*** Study text ***

PDA

توجه ! این یک نسخه آرشیو شده میباشد و در این حالت شما عکسی را مشاهده نمیکنید برای مشاهده کامل متن و عکسها بر روی لینک مقابل کلیک کنید : The Position of Music Performance in Iranian Culture



Amir
Tuesday 16 October 2007, 11:06 PM
The ambivalence of Iranian culture towards music may be seen in the context of what Darius Shayan has termed cultural schizophrenia: the contradictory nature of the two sources of Iranian culture, ancient Persia and Islam.

In ancient Persia musicians held socially respectable positions. We know that the Elamites and the Achemenians certainly made use of musicians but we can not guess what that music might have been like. During the Parthian era, troubadours or Gosans were highly sought after as entertainers. There are theories in Academia that perhaps the early Dari Poets of Eastern Iran like Roudaki were in fact Gosans.

*** End of Study text ***
*** Dataset excerpts ***

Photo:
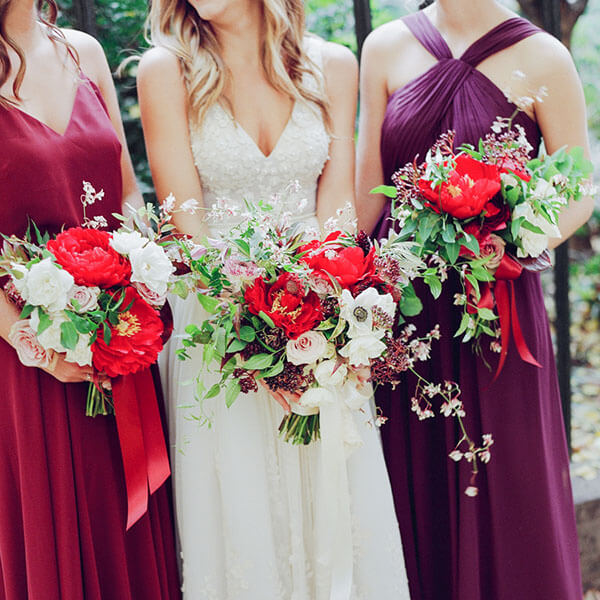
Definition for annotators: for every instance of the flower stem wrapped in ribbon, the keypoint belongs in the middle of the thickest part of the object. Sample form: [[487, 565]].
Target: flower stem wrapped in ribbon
[[95, 297], [486, 213]]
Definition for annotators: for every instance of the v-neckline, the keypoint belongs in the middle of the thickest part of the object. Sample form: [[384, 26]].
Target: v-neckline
[[48, 127], [252, 140], [443, 41]]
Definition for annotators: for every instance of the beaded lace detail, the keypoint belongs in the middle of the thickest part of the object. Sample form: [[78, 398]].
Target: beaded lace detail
[[232, 167]]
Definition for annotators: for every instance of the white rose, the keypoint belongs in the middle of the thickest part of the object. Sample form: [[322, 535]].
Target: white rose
[[533, 243], [126, 241], [360, 350], [20, 283], [86, 298], [150, 296], [50, 337], [82, 353], [306, 348], [315, 397], [48, 285], [31, 353], [151, 266], [330, 374]]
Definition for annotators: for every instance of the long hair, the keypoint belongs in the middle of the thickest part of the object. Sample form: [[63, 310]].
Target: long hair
[[47, 13], [175, 25]]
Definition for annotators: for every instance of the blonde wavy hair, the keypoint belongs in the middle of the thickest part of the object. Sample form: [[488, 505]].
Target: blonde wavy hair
[[175, 25], [47, 13]]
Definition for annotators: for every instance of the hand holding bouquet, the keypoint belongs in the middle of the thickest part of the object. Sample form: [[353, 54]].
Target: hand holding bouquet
[[312, 318], [91, 295], [486, 213]]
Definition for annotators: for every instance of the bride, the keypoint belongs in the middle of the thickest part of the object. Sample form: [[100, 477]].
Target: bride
[[238, 101]]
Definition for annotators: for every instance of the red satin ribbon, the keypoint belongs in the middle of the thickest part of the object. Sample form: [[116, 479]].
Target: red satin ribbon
[[504, 293], [143, 448]]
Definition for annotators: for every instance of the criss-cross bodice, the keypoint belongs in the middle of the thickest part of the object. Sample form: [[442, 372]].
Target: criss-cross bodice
[[452, 94]]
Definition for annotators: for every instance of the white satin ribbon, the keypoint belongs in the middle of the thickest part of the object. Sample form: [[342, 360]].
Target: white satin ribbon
[[335, 401]]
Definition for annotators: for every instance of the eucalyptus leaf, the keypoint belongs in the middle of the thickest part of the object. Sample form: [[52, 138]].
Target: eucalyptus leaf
[[68, 335], [232, 392]]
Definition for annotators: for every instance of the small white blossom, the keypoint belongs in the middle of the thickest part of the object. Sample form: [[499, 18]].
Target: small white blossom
[[169, 204], [190, 206], [456, 455]]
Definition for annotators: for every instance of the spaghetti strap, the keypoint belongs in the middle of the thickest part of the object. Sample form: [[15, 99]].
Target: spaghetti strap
[[425, 32], [499, 38]]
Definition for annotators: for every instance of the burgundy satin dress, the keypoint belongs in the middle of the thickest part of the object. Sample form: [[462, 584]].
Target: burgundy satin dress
[[62, 490], [516, 540]]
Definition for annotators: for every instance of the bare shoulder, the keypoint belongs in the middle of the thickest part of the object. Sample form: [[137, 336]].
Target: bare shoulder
[[90, 52], [389, 39], [339, 62], [159, 61], [545, 59], [160, 68]]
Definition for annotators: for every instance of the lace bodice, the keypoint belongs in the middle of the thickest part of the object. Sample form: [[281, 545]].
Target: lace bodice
[[234, 169]]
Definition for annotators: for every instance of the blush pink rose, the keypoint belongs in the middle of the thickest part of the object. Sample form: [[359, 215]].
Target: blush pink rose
[[150, 296], [307, 348], [492, 245], [30, 351]]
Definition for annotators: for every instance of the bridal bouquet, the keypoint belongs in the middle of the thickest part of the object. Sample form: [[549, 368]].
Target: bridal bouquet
[[94, 296], [310, 317], [487, 213]]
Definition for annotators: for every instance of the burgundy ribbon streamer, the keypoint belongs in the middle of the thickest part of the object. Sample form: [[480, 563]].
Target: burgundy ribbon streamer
[[504, 293], [143, 448]]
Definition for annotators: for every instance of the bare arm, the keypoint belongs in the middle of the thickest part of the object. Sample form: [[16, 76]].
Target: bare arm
[[336, 184], [373, 98], [163, 104], [561, 116], [94, 65]]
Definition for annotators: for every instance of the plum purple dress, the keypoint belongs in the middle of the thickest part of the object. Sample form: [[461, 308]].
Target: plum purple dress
[[516, 540], [63, 502]]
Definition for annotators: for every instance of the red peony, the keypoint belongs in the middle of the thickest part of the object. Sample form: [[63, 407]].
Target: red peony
[[135, 341], [286, 302], [469, 188], [89, 257], [496, 215], [349, 265]]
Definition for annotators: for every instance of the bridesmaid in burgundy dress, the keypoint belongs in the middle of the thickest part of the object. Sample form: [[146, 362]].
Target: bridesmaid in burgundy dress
[[62, 490], [444, 68]]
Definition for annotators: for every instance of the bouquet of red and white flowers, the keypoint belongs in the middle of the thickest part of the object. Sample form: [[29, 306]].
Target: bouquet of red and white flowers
[[487, 213], [92, 295], [313, 318]]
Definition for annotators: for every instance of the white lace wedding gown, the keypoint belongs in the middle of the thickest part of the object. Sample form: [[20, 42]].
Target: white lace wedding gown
[[245, 500]]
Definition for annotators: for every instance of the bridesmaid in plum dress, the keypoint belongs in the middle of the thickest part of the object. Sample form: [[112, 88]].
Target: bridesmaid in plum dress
[[62, 490], [445, 68]]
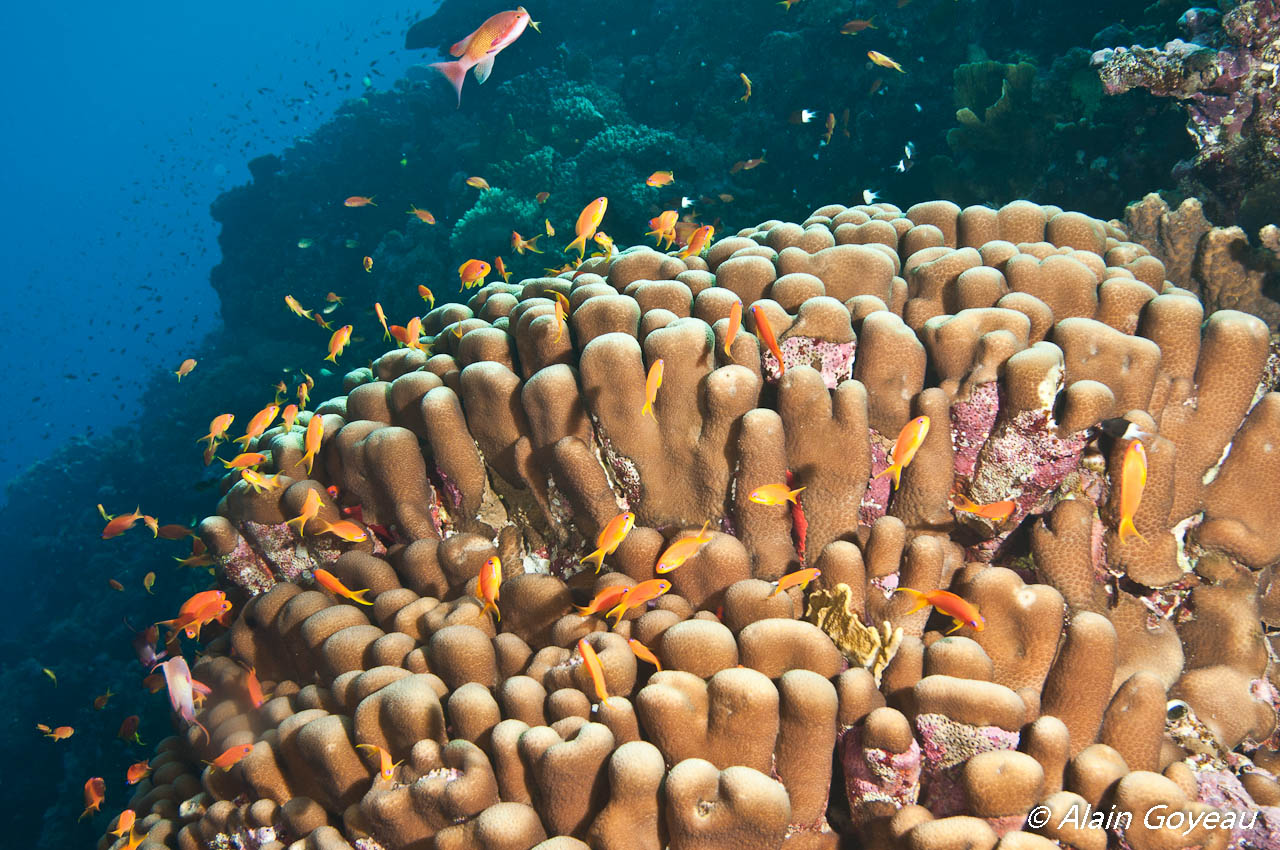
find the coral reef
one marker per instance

*** End of Dataset excerpts ***

**Exercises to complete**
A. Copy the passage of the post on music in Iranian culture between "توجه ! این یک" and "in fact Gosans.", inclusive.
B. Answer these questions using the post on music in Iranian culture.
(i) Who, according to the post, coined the term "cultural schizophrenia"?
(ii) What were troubadours called during the Parthian era?
(iii) Which early Dari poet of Eastern Iran does the post name as possibly having been a Gosan?
C. For each statement, say whether it agrees with the post on music in Iranian culture. Answer yes or no, and quote the words from the post that decide it.
(i) The post says we can guess what the music of the Elamites and the Achemenians was like.
(ii) Musicians in ancient Persia held socially respectable positions.
(iii) The post names ancient Persia and Islam as the two sources of Iranian culture.

**Results for each task**
A.
توجه ! این یک نسخه آرشیو شده میباشد و در این حالت شما عکسی را مشاهده نمیکنید برای مشاهده کامل متن و عکسها بر روی لینک مقابل کلیک کنید : The Position of Music Performance in Iranian Culture



Amir
Tuesday 16 October 2007, 11:06 PM
The ambivalence of Iranian culture towards music may be seen in the context of what Darius Shayan has termed cultural schizophrenia: the contradictory nature of the two sources of Iranian culture, ancient Persia and Islam.

In ancient Persia musicians held socially respectable positions. We know that the Elamites and the Achemenians certainly made use of musicians but we can not guess what that music might have been like. During the Parthian era, troubadours or Gosans were highly sought after as entertainers. There are theories in Academia that perhaps the early Dari Poets of Eastern Iran like Roudaki were in fact Gosans.

B.
(i) Darius Shayan
(ii) Gosans
(iii) Roudaki

C.
(i) No: "we can not guess what that music might have been like"
(ii) Yes: "In ancient Persia musicians held socially respectable positions."
(iii) Yes: "the two sources of Iranian culture, ancient Persia and Islam"